DESCRIPCIÓN DEL EJERCICIO :: Continúa la columna de opinión sobre la acusación del Presidente contra Claudio X. González a partir de su última oración.

FRAGMENTO DEL DOCUMENTO ::
++++++++++++++++++++

El sábado pasado, en la quinta celebración de su triunfo electoral en el 2018, el Presidente hizo una cosa asombrosa: acusó a Claudio X. González de ser el gerente de la mafia del poder. ¿De verdad? Lo hizo, ni más ni menos, que en la plancha del Zócalo. Lo hizo enfrente de (según Martí Batres) 250 mil personas (que no caben). Lo hizo a la sombra de Palacio Nacional, frente a Catedral, frente al Palacio de Gobierno de la ciudad y frente al edificio de la SCJN. Lo hizo ante la televisión pública, los medios de comunicación y las benditas redes sociales. Lo hizo ante 22 gobernadores, ante su gabinete, ante su esposa y ante el Ejército y la Marina.
Vociferando, como si levantando la voz se tuviera más razón, el jefe del Estado mexicano, acusa a otro mexicano, con los mismos derechos que consagra la Constitución a ambos, de ser el jefe de los que el Presidente considera los malos del país. Los que quieren volver por sus fueros y seguir robando. Los que son clasistas, los que son racistas, los que se atreven a ser aspiracionistas, los que creen que la ley debe respetarse y cumplirse, los que quieren educación de primera, los que quieren servicios médicos de calidad, los que les hubiera gustado que no murieran 400 mil personas en exceso por la Covid 19 y lo hizo con el dedo flamígero del privilegio que le da ser el jefe del Estado mexicano.
Lo hace porque él ganó una elección y eso le da la razón histórica para señalar a todo aquel que no esté de acuerdo con él, a todo aquel que tenga un proyecto distinto o piense distinto de él. Lo hace, porque se lo permitimos y porque existe en el ánimo nacional hambre de linchamiento y de venganza, prohijada por él.
Conozco a Claudio X. González, lo suficiente como para no saber qué significa la X de su nombre. Es decir, prácticamente nada. Lo he saludado hace varios años en dos ocasiones y ya. Dudo mucho que su servidor esté en algún recoveco de su memoria lejana. Sin embargo, vale la pena preguntarse de qué es culpable Claudio X. González.

++++++++++++++++++++

(Entradas del conjunto de datos)
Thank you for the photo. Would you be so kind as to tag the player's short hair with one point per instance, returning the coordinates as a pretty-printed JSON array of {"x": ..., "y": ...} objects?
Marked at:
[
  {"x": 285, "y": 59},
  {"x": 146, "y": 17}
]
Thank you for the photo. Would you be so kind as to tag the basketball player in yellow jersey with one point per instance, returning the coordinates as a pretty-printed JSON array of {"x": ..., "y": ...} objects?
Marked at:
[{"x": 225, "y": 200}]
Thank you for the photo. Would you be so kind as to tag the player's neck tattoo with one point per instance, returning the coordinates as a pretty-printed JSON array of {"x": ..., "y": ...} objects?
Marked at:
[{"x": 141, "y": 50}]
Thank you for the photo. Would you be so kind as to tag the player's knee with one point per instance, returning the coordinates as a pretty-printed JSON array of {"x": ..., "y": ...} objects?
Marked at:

++++++++++++++++++++

RESPUESTA ::
En un primer momento y por lo que se sabe de la información pública disponible, Claudio es culpable de querer un sistema educativo que fuera de calidad. Eso implicaba tratar de someter a los maestros a estándares mínimos de capacitación, de evaluación y de crecimiento, en medio del deficiente sistema que ha creado maestros que no lo son del todo, que se dedican a hacer política en vez de educar y que quieren un sistema a modo que los mantenga, por el sólo hecho de haber pasado por una normal o una normal rural.
Es culpable de tratar de llevar cierta opinión de la sociedad civil a los partidos y de buscar sistemas de evaluación y vigilancia para combatir la corrupción y garantizar la rendición de cuentas de parte del gobierno, cosa que a AMLO le parece el peor atentado con cualquier ejercicio de poder y de gobierno en el país y, la razón no es un enigma. Lo detesta, porque en la medida en la que la sociedad civil, en un país capitalista, se involucra en los asuntos públicos, AMLO lo considera contubernio y complicidad.
En una lectura francamente pueril y simplista, para el Presidente la ley es una superestructura del capitalismo que garantiza la perpetuidad de la extracción de rentas o plusvalía del proletariado (del pueblo, diría él). Mejorar la educación es una manera de capacitar al proletariado para extraer mayor plusvalía. Vigilar la corrupción es una manera de evitar que quién está en el poder pueda financiar su permanencia en beneficio del pueblo. En fin.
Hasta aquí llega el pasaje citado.